Extract to read:
I'm shopping for my first set of all-around ice tools; I used a friend's pair of Cassin X-all mountain last season and really liked how they performed, even up to WI5. I'm overall interested in getting into winter mountaineering and alpine climbing, while also being able to join friends for a trip to the ice park to climb up to WI5. I'm debating between the Cassin X-all mountains or the Petzl Quarks - which do you think are better for an all-around tool? (also open to additional recommendations)

coldfinger · · Unknown Hometown · Joined Oct 2010 · Points: 55

If you get Quarks--and they are GREAT tools--ditch the hammer and adze and get pick weights.

Eric and Lucie · · Boulder, CO · Joined Oct 2004 · Points: 140
coldfinger wrote: If you get Quarks--and they are GREAT tools--ditch the hammer and adze and get pick weights.

Good luck in the alpine without an adze or hammer (pitons are still essential protection on iced rock)...

Nick Sweeney · · Spokane, WA · Joined Jun 2013 · Points: 987

Nomics.

Kevin Mcbride · · Canmore AB · Joined Jan 2017 · Points: 505

I have 4 sets of tools but the one I used the most is by far my BD cobras. I do pretty much all pure ice and mixed routes under M8 on them, in addition to all my alpine climbing. 

jdejace · · New England · Joined Sep 2013 · Points: 5

Of those two I think Quarks offer a bit more versatility overall - they take pick weights for cold/hard ice, the picks are interchangeable with other Petzl tools when you inevitably decide you want more. No better way to decide than to swing both, I'm sure you'll find some people who favor one or the other.

If I could own one set of tools it'd be Nomics (or something similar) personally - I'd compromise to have the better tool for steep stuff. Technical tools all suck in cane mode (though I'm curious about the new Quark with that pommel that flips out of the way) and for self arrest - nothing replaces a true mountaineering axe for easy snow slopes. The Nomics arguably dagger better (angle of shaft keeps your hands out of the snow) and they're not that bad on easy ice. I gave my Quarks to a friend. They're perfectly fine tools, I just didn't find myself using them much after I got the Nomics.

I don't know if you just happen to be a strong climber and were leading grade 5 on borrowed tools your first season, but presuming we're talking about top roping picked out WI5 at Ouray, I'd expect it to feel a lot harder on lead - you might appreciate a big comfy grip more in the future.

Tommy B · · Lunenburg · Joined Apr 2018 · Points: 5

X-all’s, gear express had them heavily discounted too.

Tasks:
a: In the ice tool thread, condense the paragraph beginning "Of those two I think Quarks" into a short bulleted list that keeps its main points.
b: Where does the last poster in the ice tool thread say the X-alls were heavily discounted?
c: Write out the ice tool thread from "I don't know" up to and including "heavily discounted too.".
The entries are separate material and are not part of the ice tool thread.

Data rows:
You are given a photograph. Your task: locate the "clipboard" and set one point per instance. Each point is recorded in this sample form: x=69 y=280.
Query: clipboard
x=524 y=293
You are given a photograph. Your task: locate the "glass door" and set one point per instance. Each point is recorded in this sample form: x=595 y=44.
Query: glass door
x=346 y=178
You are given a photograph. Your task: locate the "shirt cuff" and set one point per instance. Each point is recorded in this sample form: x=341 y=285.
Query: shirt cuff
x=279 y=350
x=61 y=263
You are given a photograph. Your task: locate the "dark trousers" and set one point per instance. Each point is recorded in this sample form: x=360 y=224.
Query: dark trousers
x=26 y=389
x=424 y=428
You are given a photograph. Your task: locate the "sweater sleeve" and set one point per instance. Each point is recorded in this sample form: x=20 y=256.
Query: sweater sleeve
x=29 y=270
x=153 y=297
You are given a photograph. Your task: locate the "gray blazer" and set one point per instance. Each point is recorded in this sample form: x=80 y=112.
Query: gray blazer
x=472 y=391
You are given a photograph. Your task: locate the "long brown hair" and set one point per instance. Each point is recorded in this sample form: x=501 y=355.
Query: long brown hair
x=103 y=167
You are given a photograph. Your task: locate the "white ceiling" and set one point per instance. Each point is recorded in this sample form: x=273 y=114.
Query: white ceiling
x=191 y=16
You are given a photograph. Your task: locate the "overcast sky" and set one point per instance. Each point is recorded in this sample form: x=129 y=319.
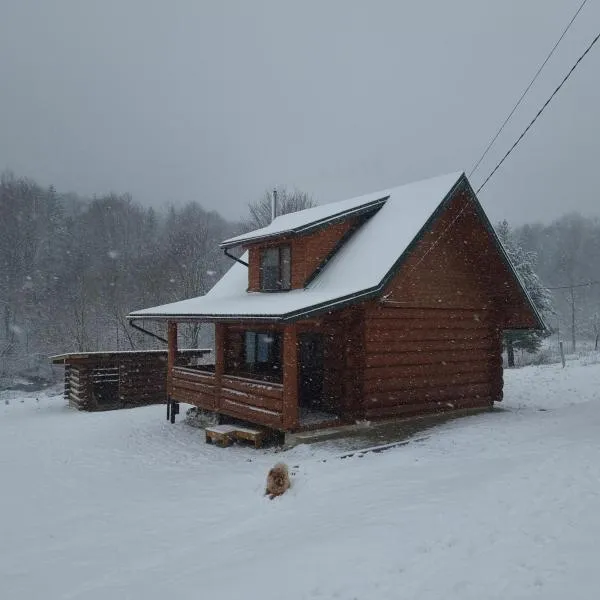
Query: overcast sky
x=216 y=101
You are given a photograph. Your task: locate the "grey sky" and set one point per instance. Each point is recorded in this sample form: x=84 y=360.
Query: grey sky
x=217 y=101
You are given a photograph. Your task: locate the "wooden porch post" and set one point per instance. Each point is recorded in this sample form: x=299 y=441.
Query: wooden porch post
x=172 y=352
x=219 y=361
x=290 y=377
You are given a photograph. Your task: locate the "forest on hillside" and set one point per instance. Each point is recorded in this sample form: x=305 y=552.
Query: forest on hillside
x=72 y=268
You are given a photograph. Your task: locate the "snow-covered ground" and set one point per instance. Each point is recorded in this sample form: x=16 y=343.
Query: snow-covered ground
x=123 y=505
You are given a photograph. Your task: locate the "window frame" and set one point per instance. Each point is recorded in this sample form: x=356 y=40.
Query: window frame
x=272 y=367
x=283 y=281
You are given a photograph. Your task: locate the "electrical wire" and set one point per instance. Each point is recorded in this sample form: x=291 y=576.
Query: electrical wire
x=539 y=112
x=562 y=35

==

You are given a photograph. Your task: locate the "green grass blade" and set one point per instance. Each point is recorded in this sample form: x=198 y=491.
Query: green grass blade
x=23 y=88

Full answers:
a:
- Of the two, Quarks offer a bit more versatility overall.
- They take pick weights for cold, hard ice.
- Their picks are interchangeable with other Petzl tools.
- The best way to decide is to swing both, since some people favor one and some the other.

b: At Gear Express.

c:
I don't know if you just happen to be a strong climber and were leading grade 5 on borrowed tools your first season, but presuming we're talking about top roping picked out WI5 at Ouray, I'd expect it to feel a lot harder on lead - you might appreciate a big comfy grip more in the future.

Tommy B · · Lunenburg · Joined Apr 2018 · Points: 5

X-all’s, gear express had them heavily discounted too.